Try it:
Show every line of the material that follows in which the word "helpful" occurs.
..............................
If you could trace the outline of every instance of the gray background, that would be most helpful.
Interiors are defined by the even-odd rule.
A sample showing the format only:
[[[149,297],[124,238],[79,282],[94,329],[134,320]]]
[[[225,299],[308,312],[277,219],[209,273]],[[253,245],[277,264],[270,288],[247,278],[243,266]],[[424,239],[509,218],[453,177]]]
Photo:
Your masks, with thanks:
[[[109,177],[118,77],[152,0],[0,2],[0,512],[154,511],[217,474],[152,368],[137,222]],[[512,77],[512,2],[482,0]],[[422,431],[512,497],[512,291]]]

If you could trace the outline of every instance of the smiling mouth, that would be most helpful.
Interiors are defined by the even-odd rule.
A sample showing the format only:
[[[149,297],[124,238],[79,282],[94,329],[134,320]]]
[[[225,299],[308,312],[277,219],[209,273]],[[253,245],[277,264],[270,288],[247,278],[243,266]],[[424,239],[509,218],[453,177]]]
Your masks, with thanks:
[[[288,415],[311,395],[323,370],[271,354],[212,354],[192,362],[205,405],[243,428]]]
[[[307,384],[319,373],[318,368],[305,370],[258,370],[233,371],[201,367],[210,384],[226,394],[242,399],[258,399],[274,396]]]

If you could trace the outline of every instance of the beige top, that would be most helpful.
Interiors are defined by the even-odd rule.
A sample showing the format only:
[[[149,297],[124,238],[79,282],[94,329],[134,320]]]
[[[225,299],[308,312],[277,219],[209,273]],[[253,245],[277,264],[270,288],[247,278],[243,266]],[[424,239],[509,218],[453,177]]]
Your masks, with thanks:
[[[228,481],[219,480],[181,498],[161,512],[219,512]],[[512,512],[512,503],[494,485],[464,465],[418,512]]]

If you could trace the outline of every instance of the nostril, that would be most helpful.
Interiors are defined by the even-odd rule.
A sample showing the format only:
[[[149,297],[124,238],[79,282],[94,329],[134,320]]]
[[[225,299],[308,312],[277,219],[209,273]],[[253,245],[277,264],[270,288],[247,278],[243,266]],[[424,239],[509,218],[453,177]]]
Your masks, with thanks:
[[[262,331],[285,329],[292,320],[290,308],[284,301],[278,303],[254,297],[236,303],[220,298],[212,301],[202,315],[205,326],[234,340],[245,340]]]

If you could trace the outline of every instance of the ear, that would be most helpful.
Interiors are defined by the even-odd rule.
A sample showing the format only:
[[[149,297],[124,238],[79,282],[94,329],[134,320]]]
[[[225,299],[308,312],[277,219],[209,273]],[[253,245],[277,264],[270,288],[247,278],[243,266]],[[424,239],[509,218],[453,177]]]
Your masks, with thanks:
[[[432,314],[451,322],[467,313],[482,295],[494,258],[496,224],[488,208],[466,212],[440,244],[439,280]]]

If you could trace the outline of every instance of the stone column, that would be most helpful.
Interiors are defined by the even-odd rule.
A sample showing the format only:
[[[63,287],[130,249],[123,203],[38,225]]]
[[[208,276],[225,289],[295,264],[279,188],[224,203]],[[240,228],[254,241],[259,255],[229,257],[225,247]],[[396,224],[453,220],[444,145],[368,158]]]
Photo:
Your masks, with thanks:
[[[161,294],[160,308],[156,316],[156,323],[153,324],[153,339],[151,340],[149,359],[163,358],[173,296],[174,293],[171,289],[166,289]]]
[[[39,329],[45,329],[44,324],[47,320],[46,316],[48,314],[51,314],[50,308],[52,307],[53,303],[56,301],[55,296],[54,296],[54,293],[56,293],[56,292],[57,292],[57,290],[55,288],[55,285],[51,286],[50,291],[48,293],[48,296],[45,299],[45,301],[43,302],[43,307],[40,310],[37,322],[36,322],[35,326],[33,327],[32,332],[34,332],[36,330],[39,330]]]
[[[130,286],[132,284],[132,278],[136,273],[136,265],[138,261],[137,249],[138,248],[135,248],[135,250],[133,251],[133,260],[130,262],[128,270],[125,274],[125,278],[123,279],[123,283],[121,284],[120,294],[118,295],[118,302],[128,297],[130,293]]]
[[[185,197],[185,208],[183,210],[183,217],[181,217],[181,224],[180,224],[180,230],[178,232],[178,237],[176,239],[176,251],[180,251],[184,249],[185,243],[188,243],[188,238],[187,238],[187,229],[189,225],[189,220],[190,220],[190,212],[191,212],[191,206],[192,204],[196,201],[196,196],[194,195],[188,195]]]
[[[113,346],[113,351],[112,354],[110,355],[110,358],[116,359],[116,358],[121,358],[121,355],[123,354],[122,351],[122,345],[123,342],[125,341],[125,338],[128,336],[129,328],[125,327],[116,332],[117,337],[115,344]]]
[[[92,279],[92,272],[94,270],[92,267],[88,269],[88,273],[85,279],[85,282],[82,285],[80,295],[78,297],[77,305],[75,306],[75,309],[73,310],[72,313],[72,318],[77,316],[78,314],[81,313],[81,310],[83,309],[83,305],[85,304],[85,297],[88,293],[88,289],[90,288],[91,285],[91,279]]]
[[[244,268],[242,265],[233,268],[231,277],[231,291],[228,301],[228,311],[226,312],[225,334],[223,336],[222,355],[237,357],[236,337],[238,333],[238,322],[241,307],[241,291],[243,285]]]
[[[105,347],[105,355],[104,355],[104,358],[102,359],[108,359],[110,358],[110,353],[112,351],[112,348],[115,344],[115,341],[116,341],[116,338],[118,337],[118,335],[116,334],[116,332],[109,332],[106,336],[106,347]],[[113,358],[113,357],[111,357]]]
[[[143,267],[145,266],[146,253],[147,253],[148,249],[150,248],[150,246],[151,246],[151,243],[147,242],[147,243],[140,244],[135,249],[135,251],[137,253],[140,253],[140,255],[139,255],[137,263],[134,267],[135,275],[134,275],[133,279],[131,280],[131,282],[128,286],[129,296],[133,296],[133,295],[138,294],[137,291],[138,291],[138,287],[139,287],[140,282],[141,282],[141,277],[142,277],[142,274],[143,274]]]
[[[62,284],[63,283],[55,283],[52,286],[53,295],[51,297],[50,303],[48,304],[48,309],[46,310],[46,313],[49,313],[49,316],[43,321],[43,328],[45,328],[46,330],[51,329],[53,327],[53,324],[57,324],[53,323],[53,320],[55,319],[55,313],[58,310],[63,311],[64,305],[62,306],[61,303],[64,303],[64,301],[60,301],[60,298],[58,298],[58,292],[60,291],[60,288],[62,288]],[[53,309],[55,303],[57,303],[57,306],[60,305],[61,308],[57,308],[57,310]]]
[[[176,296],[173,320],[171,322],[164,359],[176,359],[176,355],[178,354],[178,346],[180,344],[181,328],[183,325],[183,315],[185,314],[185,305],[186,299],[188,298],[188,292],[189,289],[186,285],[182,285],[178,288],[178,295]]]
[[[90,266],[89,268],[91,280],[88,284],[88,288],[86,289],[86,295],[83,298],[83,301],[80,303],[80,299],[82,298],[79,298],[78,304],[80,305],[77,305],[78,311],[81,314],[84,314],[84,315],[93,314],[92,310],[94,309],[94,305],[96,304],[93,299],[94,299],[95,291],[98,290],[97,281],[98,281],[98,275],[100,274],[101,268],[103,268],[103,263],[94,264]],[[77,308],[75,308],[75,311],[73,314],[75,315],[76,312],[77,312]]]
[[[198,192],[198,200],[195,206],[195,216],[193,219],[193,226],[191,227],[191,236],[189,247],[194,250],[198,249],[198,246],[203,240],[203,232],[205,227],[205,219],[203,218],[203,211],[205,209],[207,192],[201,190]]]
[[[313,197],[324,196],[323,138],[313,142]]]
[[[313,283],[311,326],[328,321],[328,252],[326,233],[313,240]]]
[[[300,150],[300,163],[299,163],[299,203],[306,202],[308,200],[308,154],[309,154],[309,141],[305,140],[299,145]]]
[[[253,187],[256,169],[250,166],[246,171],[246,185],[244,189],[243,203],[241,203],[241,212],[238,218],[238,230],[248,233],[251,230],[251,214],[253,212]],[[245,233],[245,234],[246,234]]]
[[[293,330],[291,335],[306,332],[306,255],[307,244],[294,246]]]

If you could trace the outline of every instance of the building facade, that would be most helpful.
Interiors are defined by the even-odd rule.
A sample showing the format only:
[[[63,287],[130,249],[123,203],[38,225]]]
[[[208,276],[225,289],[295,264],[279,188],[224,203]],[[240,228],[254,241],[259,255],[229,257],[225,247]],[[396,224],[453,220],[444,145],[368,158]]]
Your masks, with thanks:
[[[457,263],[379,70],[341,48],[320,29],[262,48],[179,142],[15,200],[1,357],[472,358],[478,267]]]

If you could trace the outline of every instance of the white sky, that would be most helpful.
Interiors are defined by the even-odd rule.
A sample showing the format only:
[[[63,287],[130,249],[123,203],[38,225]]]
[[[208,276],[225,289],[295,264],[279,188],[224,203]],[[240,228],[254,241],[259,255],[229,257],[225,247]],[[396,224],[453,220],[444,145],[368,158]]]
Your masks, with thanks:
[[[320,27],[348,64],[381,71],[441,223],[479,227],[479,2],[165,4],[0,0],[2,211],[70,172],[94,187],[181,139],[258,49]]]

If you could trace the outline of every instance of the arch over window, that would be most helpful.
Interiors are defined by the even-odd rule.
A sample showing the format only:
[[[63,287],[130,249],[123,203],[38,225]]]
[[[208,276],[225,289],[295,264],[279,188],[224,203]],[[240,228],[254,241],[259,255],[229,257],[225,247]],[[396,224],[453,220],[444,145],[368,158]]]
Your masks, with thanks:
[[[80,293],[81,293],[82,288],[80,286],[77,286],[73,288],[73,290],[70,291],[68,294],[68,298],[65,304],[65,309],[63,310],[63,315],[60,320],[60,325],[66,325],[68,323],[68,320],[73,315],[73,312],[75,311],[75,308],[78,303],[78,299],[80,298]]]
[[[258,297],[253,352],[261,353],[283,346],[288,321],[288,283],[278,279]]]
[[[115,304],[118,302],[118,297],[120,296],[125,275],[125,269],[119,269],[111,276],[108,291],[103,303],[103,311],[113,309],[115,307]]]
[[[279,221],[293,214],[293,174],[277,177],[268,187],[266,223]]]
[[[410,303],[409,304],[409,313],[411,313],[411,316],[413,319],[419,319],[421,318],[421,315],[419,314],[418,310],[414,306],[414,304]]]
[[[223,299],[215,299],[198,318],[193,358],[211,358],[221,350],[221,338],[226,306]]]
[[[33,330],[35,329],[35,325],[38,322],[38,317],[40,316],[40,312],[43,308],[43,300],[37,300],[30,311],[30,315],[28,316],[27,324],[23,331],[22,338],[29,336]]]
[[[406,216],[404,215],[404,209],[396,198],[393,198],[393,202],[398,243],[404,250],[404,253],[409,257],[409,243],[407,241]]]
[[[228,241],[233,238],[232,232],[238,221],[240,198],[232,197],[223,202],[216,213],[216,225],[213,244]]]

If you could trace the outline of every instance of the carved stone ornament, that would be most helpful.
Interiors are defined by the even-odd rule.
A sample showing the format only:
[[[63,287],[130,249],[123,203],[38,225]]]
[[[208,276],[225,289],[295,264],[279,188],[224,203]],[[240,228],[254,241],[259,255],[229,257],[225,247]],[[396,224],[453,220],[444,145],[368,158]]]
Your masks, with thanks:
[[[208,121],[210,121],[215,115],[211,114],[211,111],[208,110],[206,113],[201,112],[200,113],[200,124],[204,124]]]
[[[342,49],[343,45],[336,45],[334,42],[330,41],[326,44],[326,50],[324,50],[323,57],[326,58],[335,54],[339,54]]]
..............................
Solution to the exercise:
If you could trace the outline of every instance of the gray background, that would be most helpful.
If you could trace the outline of every instance of the smiling mouth, that would be most helpful.
If you could trace the outline of every instance of the beige top, that would be most helpful.
If you could trace the outline of every instance of the nostril, that would be most helpful.
If you could trace the outline of every instance of the ear, that would be most helpful.
If you could trace the outline of every instance of the stone column, that would be most helpful.
If you could trace the outline of every instance of the building facade, that would be most helpful.
If you could trace the outline of every instance of the white sky, that would be most helpful.
If you could trace the outline of every instance of the arch over window, that would be most helpful.
If you could trace the outline of every instance of the carved stone ornament, that would be most helpful.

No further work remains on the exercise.